▸ Ziel der Übung: Schreib alles vom Anfang der Einträge bis hinunter zur Zeile mit „column 640, row 759“ genau ab, diese Zeile eingeschlossen. Lass die Bilder in deiner Antwort weg.

Einträge zur Positionsbestimmung

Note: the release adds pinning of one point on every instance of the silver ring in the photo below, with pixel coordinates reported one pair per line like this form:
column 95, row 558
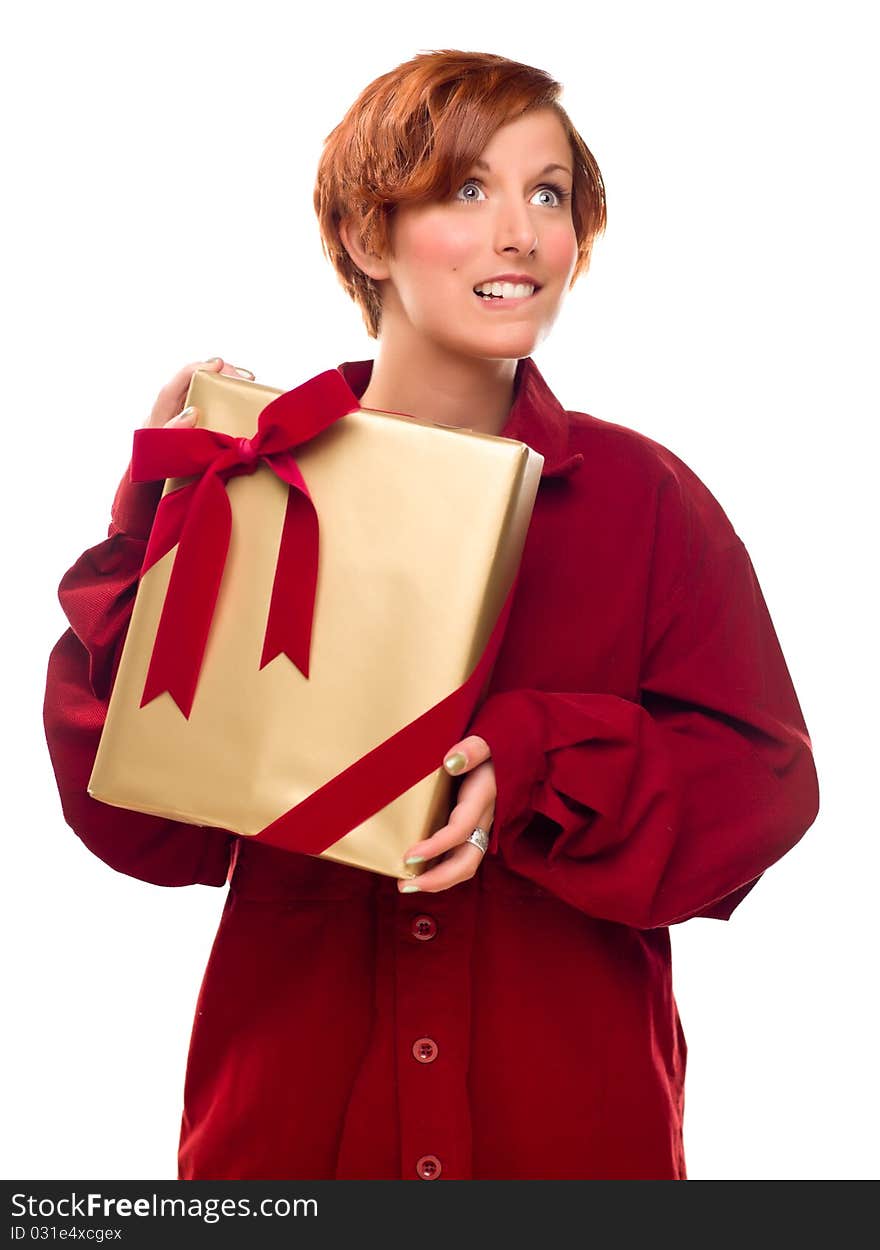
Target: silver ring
column 479, row 838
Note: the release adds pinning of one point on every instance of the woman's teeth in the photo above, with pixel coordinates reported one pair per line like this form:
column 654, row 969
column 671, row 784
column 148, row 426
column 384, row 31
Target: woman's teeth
column 504, row 290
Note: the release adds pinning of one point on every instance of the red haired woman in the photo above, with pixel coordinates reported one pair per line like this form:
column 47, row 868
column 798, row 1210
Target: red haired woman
column 640, row 759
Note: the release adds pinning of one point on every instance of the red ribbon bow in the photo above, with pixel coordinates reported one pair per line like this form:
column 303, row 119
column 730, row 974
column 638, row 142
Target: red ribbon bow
column 198, row 518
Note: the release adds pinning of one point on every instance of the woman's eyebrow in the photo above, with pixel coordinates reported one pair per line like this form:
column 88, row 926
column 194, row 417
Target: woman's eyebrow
column 548, row 169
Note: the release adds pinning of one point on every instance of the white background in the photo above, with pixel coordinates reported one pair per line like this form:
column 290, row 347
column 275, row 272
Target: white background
column 159, row 175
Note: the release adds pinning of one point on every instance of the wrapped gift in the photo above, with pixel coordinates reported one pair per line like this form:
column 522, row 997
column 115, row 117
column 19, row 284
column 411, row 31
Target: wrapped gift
column 321, row 600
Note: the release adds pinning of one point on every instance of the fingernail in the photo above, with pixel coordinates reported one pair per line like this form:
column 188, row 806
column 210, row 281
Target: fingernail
column 455, row 763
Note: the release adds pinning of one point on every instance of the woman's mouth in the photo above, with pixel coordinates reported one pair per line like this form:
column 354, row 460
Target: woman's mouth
column 504, row 301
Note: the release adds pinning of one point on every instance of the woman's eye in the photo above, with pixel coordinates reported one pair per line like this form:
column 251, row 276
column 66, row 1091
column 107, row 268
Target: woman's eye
column 561, row 195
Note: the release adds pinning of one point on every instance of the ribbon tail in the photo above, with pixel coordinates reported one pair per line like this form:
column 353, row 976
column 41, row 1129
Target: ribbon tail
column 168, row 525
column 378, row 778
column 191, row 596
column 293, row 600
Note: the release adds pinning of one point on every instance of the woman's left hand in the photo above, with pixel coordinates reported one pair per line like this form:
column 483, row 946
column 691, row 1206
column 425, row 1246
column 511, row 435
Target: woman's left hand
column 475, row 808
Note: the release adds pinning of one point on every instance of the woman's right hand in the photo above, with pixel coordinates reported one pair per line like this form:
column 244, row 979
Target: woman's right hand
column 168, row 408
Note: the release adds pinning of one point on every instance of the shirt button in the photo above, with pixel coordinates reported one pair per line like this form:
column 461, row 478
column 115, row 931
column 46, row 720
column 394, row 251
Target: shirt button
column 429, row 1168
column 424, row 928
column 425, row 1050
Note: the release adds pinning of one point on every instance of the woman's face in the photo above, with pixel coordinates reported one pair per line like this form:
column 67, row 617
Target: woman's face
column 511, row 216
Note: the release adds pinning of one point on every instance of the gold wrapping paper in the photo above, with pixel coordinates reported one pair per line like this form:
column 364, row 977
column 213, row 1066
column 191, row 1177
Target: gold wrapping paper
column 421, row 531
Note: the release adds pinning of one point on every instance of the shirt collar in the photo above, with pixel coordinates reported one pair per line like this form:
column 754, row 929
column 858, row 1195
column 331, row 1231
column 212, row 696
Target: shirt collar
column 536, row 418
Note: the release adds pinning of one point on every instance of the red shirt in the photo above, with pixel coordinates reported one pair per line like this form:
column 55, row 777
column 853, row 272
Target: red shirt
column 651, row 761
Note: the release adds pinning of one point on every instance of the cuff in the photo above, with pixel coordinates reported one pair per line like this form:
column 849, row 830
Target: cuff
column 134, row 505
column 513, row 726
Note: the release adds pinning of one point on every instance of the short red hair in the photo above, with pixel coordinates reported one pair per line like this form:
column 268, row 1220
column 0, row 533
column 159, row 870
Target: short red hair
column 413, row 135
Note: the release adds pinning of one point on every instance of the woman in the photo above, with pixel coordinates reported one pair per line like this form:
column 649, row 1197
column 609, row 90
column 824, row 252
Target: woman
column 640, row 758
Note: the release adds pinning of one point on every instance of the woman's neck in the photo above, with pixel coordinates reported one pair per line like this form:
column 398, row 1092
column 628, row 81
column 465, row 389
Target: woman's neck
column 451, row 390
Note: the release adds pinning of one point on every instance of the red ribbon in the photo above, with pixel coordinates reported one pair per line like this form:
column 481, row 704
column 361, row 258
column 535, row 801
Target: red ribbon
column 378, row 778
column 198, row 519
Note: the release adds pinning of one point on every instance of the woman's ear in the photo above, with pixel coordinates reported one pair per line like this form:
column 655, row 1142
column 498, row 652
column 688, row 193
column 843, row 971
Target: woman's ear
column 368, row 261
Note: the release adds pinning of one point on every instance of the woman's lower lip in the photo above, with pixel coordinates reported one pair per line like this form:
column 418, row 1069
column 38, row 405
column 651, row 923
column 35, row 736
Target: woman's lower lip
column 505, row 303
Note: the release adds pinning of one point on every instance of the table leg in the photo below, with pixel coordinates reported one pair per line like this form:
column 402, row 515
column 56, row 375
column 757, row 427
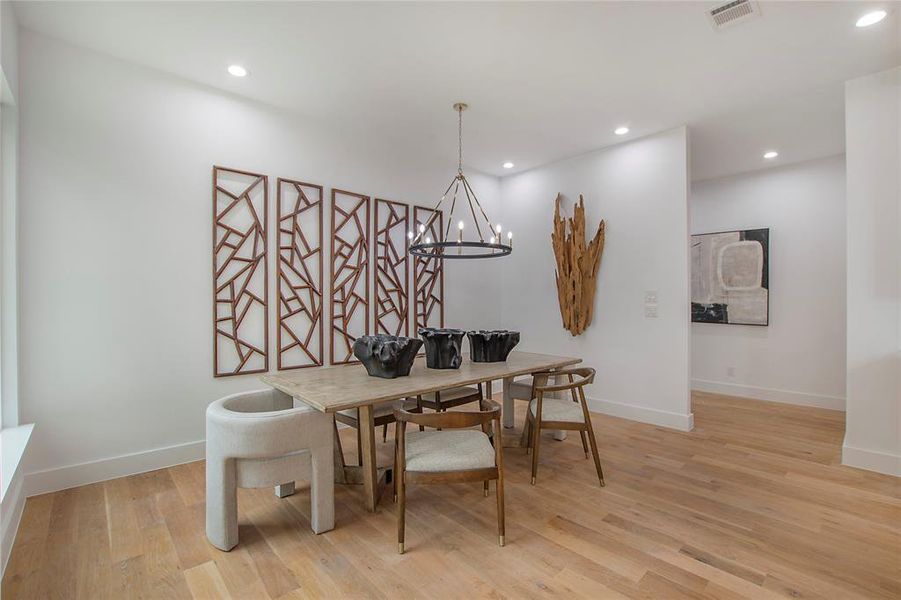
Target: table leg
column 367, row 442
column 507, row 413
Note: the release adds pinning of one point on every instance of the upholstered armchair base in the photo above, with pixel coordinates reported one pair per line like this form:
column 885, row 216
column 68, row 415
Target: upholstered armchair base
column 259, row 439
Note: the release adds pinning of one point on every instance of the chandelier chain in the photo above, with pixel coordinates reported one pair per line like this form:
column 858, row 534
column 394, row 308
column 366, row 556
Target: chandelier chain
column 460, row 140
column 436, row 249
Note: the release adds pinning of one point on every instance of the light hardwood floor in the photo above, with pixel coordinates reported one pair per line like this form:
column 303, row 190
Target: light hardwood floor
column 751, row 504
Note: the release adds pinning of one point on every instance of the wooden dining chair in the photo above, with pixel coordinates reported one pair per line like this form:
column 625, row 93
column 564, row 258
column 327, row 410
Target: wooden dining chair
column 383, row 415
column 450, row 453
column 561, row 413
column 443, row 400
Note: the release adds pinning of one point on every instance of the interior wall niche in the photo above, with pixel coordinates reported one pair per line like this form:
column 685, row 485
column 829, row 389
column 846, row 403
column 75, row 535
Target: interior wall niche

▸ Antwort zur Aufgabe:
Note: the release adds pinning of one point on every instance of the silver ring in the photo below, with pixel coordinates reported one pair per line like this form:
column 95, row 558
Target: silver ring
column 479, row 838
Note: the release adds pinning of one point on every instance of the woman's teeth in the photo above, with pixel coordinates reported one pair per line like this form:
column 654, row 969
column 671, row 784
column 148, row 426
column 384, row 31
Target: woman's teeth
column 504, row 290
Note: the release adds pinning of one point on every instance of the red haired woman in the photo above, with pixel coordinates reported one pair per line like this form:
column 47, row 868
column 798, row 1210
Target: red haired woman
column 640, row 759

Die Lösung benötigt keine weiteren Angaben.